_Görev tanımı_. Aşağıdaki okuma parçasını baştan sona, tek harfini bile değiştirmeden yazdırınız.

_Okuma parçası_.
Erdoğan'ın uzun yıllar şoförlüğünü yaptıktan sonra AKP'den 2015'te İstanbul milletvekili seçilen Ahmet Hamdi Çamlı'nın Cumhuriyeti "kanlı darbe" ve "Çamuristan” olarak ifade etmesi sadece akıl tutulması değil, aynı zamanda bu ülkenin temel değerlerine apaçık bir saldırıdır.
Uğruna nice bedeller ödenmiş, nice devrimlerle halkın iradesi esas alınmış bir rejimi, “kanlı darbe” olarak tanımlamak; cehalet değilse kasttır. Yetmiyor, ardından “Çamuristan” diyerek milletin ortak aidiyetine hakaret ediyor.

_Veri kümesi içeriği_.
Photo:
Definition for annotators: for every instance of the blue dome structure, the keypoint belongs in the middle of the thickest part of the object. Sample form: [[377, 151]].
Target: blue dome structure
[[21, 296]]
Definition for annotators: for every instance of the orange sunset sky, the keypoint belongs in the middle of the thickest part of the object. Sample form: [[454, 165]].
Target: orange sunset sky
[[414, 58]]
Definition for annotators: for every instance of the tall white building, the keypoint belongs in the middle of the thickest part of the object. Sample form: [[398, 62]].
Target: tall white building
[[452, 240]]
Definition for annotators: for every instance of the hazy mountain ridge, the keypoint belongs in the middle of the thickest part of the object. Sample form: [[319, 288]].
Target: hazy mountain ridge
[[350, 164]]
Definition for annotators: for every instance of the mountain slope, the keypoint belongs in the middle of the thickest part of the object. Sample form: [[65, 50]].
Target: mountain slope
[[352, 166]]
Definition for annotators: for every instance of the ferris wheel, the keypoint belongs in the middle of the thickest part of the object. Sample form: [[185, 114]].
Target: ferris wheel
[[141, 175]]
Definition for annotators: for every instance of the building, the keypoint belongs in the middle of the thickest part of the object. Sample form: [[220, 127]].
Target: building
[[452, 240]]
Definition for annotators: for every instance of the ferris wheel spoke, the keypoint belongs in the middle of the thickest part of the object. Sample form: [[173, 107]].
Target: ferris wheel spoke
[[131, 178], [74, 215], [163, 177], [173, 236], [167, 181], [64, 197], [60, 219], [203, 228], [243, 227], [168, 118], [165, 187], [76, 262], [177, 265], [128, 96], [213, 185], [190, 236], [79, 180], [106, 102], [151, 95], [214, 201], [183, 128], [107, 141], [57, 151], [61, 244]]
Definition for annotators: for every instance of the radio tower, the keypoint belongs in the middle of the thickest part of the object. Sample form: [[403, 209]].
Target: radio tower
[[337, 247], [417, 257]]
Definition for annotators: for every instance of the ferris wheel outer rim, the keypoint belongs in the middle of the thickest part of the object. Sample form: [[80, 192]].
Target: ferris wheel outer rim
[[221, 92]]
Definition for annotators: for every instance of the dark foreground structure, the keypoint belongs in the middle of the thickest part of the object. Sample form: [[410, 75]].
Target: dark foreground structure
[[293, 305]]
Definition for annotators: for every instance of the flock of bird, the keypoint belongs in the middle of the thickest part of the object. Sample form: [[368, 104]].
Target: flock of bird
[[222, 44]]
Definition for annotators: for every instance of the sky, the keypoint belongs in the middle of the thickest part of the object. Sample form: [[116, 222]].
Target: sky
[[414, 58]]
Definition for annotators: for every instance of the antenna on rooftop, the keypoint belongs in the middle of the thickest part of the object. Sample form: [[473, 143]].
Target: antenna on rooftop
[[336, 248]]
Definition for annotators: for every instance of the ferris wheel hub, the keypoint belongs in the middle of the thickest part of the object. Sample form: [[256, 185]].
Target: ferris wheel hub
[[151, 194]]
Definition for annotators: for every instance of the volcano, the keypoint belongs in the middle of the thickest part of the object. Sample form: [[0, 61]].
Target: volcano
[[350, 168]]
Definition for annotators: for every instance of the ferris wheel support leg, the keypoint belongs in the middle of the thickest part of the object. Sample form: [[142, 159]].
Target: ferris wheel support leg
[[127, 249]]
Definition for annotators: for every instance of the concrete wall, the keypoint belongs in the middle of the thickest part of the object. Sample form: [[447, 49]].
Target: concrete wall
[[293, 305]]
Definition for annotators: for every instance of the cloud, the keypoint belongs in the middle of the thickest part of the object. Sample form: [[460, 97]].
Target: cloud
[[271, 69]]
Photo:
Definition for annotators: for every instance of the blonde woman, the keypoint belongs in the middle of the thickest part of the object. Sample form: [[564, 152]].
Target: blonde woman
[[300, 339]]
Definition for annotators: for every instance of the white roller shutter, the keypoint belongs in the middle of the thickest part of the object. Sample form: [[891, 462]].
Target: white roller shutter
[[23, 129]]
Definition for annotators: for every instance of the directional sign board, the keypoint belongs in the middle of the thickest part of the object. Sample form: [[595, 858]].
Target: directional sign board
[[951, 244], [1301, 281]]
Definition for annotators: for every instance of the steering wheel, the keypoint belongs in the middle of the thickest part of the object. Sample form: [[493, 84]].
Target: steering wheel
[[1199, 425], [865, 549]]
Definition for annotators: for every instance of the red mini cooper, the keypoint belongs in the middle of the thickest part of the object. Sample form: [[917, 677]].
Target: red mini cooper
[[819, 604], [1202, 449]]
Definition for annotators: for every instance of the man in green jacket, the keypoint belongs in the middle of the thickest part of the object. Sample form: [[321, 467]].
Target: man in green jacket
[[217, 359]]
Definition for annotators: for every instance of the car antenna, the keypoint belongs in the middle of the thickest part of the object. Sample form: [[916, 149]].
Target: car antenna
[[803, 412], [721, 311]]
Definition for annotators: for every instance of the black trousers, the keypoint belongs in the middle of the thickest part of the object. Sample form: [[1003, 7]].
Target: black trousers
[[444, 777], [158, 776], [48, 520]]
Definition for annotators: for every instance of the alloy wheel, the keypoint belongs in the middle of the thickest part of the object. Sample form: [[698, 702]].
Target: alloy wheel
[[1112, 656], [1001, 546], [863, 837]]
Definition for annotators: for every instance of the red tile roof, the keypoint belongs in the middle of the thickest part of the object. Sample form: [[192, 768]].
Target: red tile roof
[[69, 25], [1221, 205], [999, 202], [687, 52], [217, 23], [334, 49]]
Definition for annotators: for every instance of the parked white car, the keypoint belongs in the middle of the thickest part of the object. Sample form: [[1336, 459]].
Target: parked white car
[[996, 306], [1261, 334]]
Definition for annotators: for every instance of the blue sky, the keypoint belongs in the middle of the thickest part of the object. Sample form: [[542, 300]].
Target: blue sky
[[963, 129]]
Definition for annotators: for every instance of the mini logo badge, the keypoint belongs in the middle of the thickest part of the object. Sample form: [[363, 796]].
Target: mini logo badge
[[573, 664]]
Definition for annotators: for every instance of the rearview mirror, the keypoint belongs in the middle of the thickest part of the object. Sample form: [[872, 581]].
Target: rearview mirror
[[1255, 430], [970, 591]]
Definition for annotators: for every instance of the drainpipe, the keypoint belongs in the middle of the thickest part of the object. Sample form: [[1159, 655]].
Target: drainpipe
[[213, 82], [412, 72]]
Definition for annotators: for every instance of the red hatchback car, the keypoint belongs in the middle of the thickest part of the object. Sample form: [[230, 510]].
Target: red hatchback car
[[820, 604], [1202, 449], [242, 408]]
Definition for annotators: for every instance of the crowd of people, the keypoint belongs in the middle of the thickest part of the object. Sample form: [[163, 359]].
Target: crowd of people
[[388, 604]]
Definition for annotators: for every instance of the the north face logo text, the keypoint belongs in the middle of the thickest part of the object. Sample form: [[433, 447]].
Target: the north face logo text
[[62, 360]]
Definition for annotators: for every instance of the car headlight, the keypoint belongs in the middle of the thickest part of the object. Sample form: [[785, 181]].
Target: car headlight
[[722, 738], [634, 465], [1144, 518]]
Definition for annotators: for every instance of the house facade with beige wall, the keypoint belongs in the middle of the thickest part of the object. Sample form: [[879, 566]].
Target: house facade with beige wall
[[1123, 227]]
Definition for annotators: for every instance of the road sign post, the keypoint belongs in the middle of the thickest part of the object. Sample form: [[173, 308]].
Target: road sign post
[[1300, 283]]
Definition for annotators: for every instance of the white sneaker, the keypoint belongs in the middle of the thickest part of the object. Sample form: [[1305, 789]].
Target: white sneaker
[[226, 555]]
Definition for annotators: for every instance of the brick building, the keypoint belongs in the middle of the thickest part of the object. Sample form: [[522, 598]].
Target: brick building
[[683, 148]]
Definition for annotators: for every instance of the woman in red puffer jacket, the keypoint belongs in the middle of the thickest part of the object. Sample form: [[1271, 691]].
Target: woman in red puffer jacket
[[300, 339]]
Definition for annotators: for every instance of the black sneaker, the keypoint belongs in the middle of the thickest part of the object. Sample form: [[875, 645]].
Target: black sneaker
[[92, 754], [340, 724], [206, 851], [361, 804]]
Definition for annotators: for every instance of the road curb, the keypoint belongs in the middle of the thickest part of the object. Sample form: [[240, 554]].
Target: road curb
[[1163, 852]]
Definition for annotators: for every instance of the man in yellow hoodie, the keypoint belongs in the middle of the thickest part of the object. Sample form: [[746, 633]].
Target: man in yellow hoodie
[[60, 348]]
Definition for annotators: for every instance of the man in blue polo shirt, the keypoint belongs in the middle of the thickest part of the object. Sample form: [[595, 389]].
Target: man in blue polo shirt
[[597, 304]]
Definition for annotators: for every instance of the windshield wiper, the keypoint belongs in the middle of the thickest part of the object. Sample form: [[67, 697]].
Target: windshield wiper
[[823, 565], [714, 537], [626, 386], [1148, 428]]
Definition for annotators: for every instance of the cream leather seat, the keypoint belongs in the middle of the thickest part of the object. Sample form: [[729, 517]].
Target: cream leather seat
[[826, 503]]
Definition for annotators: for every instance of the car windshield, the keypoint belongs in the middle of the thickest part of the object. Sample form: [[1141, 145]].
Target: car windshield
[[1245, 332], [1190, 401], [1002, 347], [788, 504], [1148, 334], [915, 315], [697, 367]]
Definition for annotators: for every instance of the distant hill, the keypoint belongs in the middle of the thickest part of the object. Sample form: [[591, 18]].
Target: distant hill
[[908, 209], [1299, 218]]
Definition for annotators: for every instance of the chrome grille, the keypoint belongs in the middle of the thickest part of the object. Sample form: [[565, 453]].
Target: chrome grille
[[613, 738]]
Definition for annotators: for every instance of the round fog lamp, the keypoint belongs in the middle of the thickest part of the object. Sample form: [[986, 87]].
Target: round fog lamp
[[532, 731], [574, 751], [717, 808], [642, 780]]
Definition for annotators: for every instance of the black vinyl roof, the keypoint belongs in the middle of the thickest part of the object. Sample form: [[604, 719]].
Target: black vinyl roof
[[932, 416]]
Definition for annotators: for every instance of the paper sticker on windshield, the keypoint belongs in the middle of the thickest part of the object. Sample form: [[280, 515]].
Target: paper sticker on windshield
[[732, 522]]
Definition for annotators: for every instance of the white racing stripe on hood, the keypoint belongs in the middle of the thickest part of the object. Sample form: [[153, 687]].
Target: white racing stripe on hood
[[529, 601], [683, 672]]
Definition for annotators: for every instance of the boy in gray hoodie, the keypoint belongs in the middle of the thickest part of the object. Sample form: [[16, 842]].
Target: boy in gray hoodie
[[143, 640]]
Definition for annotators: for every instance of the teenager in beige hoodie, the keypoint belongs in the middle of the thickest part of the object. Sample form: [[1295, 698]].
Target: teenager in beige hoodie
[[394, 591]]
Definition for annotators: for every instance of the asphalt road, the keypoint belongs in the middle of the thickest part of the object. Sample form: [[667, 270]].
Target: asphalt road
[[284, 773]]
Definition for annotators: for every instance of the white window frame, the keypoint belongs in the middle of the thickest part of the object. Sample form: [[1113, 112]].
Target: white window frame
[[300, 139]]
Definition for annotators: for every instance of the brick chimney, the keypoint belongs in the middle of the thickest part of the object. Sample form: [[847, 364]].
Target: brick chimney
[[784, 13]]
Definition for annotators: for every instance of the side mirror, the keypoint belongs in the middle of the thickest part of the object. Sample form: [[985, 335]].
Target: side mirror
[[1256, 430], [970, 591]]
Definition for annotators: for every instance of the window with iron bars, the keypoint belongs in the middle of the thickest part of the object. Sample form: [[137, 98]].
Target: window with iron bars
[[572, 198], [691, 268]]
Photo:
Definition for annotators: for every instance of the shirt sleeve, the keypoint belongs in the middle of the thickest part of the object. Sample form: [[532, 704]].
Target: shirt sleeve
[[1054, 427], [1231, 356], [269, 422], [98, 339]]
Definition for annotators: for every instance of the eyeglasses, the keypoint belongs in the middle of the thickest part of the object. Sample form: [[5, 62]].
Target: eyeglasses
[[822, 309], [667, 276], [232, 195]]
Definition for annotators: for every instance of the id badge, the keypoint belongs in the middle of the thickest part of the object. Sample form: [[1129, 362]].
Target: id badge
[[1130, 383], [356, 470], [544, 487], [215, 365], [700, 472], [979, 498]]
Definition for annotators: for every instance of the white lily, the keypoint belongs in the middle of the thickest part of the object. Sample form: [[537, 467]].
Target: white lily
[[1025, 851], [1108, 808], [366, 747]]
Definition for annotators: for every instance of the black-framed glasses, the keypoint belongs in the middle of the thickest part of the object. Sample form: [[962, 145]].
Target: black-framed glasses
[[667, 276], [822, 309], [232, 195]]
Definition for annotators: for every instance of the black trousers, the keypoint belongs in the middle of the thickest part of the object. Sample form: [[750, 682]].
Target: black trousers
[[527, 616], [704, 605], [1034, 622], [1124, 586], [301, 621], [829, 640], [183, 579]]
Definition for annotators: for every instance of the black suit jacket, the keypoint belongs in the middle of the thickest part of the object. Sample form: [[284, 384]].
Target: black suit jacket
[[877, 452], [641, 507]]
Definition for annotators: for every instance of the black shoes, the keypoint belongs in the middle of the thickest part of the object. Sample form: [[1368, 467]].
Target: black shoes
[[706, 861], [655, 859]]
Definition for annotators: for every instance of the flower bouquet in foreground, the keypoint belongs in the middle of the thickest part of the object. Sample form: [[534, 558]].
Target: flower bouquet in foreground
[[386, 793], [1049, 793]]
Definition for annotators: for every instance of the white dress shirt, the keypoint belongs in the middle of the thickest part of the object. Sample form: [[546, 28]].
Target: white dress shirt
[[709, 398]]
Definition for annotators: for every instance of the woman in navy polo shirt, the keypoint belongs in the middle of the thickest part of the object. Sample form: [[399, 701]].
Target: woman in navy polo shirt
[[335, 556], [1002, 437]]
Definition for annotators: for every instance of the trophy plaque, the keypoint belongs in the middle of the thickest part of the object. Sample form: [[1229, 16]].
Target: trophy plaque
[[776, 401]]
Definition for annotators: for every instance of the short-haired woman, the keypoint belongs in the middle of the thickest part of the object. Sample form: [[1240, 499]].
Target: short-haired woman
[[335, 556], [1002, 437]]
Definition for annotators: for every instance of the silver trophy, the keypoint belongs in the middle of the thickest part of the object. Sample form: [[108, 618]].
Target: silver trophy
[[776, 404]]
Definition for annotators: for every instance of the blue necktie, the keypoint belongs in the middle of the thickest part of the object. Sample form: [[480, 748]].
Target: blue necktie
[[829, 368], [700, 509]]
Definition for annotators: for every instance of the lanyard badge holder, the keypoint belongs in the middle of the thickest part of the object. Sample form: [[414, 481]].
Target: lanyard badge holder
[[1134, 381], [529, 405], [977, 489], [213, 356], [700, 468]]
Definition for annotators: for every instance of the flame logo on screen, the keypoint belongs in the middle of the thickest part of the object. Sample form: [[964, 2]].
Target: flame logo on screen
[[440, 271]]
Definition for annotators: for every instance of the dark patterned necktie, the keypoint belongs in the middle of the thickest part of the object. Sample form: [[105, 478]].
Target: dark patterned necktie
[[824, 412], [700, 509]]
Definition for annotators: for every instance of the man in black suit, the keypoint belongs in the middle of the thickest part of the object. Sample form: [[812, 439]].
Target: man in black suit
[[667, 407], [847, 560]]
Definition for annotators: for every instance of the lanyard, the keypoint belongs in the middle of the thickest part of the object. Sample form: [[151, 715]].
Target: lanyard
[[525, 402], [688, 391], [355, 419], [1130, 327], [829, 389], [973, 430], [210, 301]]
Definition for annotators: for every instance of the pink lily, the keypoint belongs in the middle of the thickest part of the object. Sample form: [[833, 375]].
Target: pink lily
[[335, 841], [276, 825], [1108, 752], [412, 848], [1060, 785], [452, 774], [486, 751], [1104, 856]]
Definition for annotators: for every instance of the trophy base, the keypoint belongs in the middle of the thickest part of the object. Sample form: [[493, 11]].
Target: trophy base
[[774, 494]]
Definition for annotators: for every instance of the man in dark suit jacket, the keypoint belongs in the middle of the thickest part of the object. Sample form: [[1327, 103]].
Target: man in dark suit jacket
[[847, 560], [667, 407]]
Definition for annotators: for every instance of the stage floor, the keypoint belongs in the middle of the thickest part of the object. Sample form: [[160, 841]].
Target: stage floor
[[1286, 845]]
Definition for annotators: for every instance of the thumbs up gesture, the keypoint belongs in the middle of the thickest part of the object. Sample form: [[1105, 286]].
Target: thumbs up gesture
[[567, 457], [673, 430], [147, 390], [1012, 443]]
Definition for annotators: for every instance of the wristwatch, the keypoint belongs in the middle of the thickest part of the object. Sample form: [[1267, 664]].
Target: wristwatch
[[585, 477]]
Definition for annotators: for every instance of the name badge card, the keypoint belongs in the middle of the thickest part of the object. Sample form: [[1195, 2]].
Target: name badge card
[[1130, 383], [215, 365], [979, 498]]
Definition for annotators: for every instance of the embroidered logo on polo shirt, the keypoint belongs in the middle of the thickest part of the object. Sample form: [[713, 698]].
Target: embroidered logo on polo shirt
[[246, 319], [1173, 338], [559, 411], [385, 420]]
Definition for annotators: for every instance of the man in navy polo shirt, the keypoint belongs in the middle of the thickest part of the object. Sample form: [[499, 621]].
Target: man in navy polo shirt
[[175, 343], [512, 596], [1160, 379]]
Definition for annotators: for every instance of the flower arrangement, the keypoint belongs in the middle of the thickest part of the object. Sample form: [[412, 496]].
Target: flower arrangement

_Alıştırmanın sonucu_.
Erdoğan'ın uzun yıllar şoförlüğünü yaptıktan sonra AKP'den 2015'te İstanbul milletvekili seçilen Ahmet Hamdi Çamlı'nın Cumhuriyeti "kanlı darbe" ve "Çamuristan” olarak ifade etmesi sadece akıl tutulması değil, aynı zamanda bu ülkenin temel değerlerine apaçık bir saldırıdır.
Uğruna nice bedeller ödenmiş, nice devrimlerle halkın iradesi esas alınmış bir rejimi, “kanlı darbe” olarak tanımlamak; cehalet değilse kasttır. Yetmiyor, ardından “Çamuristan” diyerek milletin ortak aidiyetine hakaret ediyor.